"""
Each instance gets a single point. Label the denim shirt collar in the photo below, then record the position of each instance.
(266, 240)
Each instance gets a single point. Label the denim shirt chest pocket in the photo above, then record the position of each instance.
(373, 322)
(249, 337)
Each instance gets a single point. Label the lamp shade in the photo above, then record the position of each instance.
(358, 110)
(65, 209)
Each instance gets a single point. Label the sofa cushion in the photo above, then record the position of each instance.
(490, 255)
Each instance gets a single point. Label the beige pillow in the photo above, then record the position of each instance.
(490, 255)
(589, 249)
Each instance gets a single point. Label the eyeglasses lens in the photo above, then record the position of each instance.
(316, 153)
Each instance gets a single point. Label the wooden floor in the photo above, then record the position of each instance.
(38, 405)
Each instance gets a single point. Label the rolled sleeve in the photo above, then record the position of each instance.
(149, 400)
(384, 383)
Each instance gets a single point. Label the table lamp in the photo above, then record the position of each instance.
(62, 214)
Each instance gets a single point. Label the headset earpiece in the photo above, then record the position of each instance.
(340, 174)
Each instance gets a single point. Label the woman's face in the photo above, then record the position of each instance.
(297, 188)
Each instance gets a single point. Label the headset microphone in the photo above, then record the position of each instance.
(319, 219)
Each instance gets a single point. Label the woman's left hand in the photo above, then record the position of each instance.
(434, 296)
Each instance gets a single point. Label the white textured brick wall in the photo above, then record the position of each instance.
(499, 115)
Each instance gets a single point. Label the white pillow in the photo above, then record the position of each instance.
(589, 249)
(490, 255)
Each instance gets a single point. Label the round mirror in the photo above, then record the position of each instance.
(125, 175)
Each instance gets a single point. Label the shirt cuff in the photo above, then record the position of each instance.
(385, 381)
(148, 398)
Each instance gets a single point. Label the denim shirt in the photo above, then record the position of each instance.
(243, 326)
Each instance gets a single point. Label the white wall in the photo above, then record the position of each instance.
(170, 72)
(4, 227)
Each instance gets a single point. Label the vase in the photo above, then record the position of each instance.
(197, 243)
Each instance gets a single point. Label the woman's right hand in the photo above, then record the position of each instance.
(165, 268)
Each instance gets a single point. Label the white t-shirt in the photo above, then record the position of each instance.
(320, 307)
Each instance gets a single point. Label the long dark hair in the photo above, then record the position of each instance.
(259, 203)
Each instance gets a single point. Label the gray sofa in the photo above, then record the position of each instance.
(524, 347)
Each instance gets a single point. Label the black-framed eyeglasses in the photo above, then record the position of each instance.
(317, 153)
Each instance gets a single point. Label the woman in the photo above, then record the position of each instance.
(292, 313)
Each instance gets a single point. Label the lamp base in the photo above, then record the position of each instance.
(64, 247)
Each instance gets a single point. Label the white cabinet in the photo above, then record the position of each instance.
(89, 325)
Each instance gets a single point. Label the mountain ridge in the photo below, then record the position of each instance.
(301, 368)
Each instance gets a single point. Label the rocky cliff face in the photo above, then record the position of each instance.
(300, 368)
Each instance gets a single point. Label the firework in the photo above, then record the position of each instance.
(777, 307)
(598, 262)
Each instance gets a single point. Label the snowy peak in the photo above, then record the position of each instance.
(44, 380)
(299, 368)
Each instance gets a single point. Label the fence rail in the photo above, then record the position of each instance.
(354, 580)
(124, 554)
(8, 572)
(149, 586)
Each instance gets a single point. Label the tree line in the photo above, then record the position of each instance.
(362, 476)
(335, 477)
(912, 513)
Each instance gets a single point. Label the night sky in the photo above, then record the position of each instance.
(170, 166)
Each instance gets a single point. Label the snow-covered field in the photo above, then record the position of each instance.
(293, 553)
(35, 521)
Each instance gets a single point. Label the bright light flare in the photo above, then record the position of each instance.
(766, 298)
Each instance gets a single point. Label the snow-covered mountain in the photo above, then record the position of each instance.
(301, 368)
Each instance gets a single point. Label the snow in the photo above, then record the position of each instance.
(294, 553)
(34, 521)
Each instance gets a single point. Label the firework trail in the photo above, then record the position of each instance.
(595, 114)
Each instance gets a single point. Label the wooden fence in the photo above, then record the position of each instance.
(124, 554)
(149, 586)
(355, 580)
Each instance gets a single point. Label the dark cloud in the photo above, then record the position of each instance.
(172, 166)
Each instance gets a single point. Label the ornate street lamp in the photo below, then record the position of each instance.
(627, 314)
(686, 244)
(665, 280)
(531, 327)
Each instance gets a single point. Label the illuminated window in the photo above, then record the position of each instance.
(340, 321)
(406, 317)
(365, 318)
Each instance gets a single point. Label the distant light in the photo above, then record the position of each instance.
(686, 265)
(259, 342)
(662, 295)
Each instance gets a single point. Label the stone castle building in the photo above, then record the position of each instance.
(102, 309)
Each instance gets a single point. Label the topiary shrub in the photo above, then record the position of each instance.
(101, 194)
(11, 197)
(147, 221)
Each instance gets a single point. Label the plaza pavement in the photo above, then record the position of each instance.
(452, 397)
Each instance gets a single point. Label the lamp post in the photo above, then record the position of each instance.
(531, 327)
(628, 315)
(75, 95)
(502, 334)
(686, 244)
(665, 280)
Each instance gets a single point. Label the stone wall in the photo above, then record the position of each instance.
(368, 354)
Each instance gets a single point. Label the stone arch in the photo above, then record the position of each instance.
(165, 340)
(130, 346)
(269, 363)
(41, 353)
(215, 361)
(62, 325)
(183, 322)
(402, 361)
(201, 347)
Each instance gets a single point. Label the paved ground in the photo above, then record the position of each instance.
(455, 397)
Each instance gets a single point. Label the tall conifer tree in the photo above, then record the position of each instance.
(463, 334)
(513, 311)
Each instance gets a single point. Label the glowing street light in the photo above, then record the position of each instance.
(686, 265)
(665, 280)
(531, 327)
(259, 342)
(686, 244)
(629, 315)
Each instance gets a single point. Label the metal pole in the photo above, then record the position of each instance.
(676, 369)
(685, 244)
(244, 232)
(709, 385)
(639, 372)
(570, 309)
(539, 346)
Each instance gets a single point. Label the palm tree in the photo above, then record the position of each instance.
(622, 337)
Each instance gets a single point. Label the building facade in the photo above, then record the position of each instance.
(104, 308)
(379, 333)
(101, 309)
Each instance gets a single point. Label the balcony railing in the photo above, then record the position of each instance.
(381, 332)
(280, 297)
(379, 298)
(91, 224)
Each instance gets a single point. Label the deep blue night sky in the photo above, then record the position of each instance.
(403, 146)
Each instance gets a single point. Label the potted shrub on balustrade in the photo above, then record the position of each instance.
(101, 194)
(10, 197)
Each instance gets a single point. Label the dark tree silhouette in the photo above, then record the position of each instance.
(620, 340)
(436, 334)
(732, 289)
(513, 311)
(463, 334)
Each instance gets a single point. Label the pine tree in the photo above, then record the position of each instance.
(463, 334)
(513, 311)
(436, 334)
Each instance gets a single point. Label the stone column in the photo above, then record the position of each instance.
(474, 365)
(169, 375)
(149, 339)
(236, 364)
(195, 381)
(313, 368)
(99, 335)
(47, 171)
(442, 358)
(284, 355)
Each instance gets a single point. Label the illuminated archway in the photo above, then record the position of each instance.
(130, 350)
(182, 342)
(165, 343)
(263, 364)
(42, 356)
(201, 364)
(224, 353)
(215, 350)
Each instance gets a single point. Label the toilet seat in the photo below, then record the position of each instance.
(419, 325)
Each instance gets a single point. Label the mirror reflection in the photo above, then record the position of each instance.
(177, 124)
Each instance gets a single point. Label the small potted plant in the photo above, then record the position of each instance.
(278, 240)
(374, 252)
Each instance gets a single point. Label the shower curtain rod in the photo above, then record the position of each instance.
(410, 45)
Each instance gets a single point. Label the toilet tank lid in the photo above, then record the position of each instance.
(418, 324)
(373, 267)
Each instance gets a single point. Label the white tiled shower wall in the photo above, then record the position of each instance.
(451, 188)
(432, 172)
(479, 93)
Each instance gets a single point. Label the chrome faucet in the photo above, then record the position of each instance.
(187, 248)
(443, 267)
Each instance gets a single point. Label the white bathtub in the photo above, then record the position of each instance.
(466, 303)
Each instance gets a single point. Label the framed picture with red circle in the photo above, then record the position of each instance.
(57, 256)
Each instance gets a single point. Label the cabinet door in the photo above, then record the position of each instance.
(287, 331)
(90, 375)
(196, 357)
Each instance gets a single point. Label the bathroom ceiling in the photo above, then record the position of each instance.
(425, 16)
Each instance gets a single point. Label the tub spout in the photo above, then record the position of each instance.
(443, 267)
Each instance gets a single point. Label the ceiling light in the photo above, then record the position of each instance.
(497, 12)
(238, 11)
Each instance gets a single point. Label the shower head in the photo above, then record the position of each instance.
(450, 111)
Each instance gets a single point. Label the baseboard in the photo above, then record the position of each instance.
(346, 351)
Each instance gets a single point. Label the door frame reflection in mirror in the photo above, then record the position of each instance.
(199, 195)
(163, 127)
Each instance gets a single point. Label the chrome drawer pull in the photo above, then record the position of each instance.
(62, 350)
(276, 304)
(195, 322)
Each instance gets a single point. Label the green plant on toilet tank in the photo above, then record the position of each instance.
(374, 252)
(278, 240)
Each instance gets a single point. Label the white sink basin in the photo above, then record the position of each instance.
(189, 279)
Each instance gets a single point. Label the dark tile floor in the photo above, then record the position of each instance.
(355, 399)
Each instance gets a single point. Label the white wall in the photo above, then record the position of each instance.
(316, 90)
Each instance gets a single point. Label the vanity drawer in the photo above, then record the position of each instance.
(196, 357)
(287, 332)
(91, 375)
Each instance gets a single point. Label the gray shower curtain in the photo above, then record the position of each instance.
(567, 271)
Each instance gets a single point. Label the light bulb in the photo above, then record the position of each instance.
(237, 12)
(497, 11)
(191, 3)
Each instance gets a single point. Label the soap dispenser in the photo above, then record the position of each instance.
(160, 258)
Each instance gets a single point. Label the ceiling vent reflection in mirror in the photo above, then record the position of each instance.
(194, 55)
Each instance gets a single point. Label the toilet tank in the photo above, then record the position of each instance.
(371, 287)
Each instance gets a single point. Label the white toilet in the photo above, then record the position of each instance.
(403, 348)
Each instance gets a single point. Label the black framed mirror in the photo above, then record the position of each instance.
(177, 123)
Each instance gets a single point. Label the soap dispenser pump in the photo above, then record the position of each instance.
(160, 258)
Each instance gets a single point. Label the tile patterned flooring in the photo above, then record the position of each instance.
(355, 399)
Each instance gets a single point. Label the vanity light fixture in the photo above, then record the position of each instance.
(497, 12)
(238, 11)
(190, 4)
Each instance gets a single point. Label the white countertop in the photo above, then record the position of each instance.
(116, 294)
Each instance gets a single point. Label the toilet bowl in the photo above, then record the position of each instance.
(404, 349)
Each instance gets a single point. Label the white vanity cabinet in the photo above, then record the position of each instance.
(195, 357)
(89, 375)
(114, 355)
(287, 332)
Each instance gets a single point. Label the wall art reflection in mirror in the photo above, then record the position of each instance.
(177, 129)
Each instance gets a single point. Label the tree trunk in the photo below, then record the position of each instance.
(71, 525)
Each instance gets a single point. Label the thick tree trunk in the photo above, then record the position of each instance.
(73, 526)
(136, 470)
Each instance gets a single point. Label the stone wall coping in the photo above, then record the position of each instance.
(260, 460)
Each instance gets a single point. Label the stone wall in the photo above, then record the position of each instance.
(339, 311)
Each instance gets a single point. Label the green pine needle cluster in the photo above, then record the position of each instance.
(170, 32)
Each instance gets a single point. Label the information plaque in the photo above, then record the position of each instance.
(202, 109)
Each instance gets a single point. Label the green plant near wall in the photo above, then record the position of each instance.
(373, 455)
"""
## WRITTEN TASK
Write out exactly the lines of the entries above that run from the line containing "Each instance gets a single point. Label the wall" through the last line, including both.

## OUTPUT BELOW
Each instance gets a single point. Label the wall art reflection in mirror in the photo above, then record the position of each instance.
(177, 129)
Each instance gets a single point. Label the tree trunk in the photo below, then record the position of each instance.
(71, 525)
Each instance gets a single point. Label the thick tree trunk in the photo above, then record the position of each instance.
(73, 526)
(136, 470)
Each instance gets a single point. Label the stone wall coping in the photo above, then record the position of each instance.
(260, 460)
Each instance gets a single point. Label the stone wall in the photo above, then record the position of each instance.
(339, 311)
Each instance gets a single point. Label the green pine needle cluster in the photo above, then record the position of each instance.
(170, 32)
Each instance gets a single point. Label the information plaque in the photo above, then record the position of each instance.
(202, 109)
Each instance gets a single point. Label the green plant near wall in the photo above, then record the position of each instance.
(373, 455)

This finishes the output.